* **PROBLEM TO WORK ON**:
For every entry that follows, return an identical copy.

[Entries taken from a collection]
■ ■ ■ ■ ■ ■ ■

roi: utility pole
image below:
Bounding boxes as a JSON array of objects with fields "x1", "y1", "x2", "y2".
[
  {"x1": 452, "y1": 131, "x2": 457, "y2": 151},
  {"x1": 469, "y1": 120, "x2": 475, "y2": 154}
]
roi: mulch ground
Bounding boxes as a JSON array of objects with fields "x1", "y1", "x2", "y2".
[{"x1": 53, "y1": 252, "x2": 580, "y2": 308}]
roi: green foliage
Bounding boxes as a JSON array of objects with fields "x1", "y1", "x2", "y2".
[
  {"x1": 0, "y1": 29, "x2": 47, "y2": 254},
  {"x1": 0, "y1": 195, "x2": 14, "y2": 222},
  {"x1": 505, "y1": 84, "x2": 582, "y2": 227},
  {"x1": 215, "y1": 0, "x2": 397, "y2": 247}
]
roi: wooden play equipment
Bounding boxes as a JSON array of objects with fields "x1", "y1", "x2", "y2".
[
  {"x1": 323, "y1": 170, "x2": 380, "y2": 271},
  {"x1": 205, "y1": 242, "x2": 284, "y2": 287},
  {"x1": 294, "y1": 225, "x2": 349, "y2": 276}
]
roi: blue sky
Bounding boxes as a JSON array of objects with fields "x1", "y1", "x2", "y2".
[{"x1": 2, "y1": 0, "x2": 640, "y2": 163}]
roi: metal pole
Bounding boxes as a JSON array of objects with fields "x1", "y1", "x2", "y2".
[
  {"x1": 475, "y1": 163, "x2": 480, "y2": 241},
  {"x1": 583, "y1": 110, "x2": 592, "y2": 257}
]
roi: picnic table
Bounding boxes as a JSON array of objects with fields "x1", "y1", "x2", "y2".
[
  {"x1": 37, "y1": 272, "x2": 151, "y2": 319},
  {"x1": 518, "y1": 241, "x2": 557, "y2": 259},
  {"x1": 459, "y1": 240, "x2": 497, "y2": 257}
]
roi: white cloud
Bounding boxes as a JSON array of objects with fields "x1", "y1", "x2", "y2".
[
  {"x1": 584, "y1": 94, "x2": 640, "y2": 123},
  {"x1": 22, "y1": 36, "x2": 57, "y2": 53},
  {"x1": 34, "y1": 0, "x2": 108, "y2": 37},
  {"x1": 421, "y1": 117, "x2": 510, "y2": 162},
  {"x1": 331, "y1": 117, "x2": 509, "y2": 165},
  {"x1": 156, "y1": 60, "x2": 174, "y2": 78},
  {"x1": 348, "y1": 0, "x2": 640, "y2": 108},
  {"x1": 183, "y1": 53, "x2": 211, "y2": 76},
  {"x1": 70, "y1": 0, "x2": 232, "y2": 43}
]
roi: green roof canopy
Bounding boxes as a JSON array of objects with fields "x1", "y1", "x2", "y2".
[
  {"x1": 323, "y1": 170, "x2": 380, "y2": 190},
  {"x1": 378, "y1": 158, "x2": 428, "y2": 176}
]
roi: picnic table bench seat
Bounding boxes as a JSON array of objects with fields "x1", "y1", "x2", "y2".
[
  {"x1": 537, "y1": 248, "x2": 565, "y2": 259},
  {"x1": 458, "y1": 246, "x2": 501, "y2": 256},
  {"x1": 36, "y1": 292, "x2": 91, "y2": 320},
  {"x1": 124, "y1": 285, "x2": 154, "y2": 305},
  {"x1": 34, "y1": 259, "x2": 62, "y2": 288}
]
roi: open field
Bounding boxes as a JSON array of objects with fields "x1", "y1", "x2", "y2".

■ ■ ■ ■ ■ ■ ■

* **ANSWER TO THIS EXERCISE**:
roi: utility pole
image below:
Bounding boxes as a JSON array of objects with fields "x1", "y1", "x2", "y2".
[
  {"x1": 452, "y1": 131, "x2": 457, "y2": 151},
  {"x1": 469, "y1": 120, "x2": 475, "y2": 154}
]
roi: mulch ground
Bounding boxes as a JSON array of objects with fields "x1", "y1", "x2", "y2".
[{"x1": 53, "y1": 252, "x2": 580, "y2": 308}]
roi: green foliage
Bounding boxes as a JSON array of objects with fields "x1", "y1", "x2", "y2".
[
  {"x1": 0, "y1": 29, "x2": 47, "y2": 254},
  {"x1": 0, "y1": 195, "x2": 14, "y2": 222},
  {"x1": 505, "y1": 84, "x2": 582, "y2": 227},
  {"x1": 215, "y1": 0, "x2": 397, "y2": 247}
]
roi: wooden play equipment
Bounding boxes as a JSON array of objects with fields "x1", "y1", "x2", "y2".
[
  {"x1": 323, "y1": 170, "x2": 380, "y2": 271},
  {"x1": 205, "y1": 242, "x2": 284, "y2": 287},
  {"x1": 294, "y1": 225, "x2": 349, "y2": 276}
]
roi: blue sky
Bounding boxes as a JSON array of objects with fields "x1", "y1", "x2", "y2".
[{"x1": 2, "y1": 0, "x2": 640, "y2": 163}]
roi: metal pole
Bounding boxes as a JSON array of objects with fields "x1", "y1", "x2", "y2".
[
  {"x1": 475, "y1": 163, "x2": 480, "y2": 241},
  {"x1": 583, "y1": 110, "x2": 592, "y2": 257}
]
roi: picnic table
Bounding boxes as a JSON array of objects with fields "x1", "y1", "x2", "y2".
[
  {"x1": 37, "y1": 272, "x2": 151, "y2": 319},
  {"x1": 518, "y1": 241, "x2": 557, "y2": 259},
  {"x1": 459, "y1": 240, "x2": 497, "y2": 257}
]
roi: white cloud
Bounding boxes as a JSON array of objects with fields "x1", "y1", "x2", "y2".
[
  {"x1": 584, "y1": 94, "x2": 640, "y2": 123},
  {"x1": 22, "y1": 36, "x2": 57, "y2": 53},
  {"x1": 34, "y1": 0, "x2": 108, "y2": 37},
  {"x1": 421, "y1": 117, "x2": 510, "y2": 162},
  {"x1": 331, "y1": 117, "x2": 509, "y2": 165},
  {"x1": 156, "y1": 60, "x2": 174, "y2": 78},
  {"x1": 348, "y1": 0, "x2": 640, "y2": 108},
  {"x1": 183, "y1": 53, "x2": 211, "y2": 76},
  {"x1": 70, "y1": 0, "x2": 232, "y2": 43}
]
roi: green roof canopy
Bounding boxes as a JSON array of objects with fields "x1", "y1", "x2", "y2".
[
  {"x1": 323, "y1": 170, "x2": 380, "y2": 190},
  {"x1": 378, "y1": 158, "x2": 428, "y2": 176}
]
roi: picnic table bench seat
Bounding boxes as a JSON array of objects with fields "x1", "y1", "x2", "y2".
[
  {"x1": 537, "y1": 248, "x2": 565, "y2": 259},
  {"x1": 458, "y1": 246, "x2": 501, "y2": 256},
  {"x1": 36, "y1": 292, "x2": 91, "y2": 320},
  {"x1": 124, "y1": 285, "x2": 154, "y2": 305},
  {"x1": 34, "y1": 259, "x2": 62, "y2": 288}
]
roi: open field
Bounding boxes as a JSON array of objects with fields "x1", "y1", "x2", "y2".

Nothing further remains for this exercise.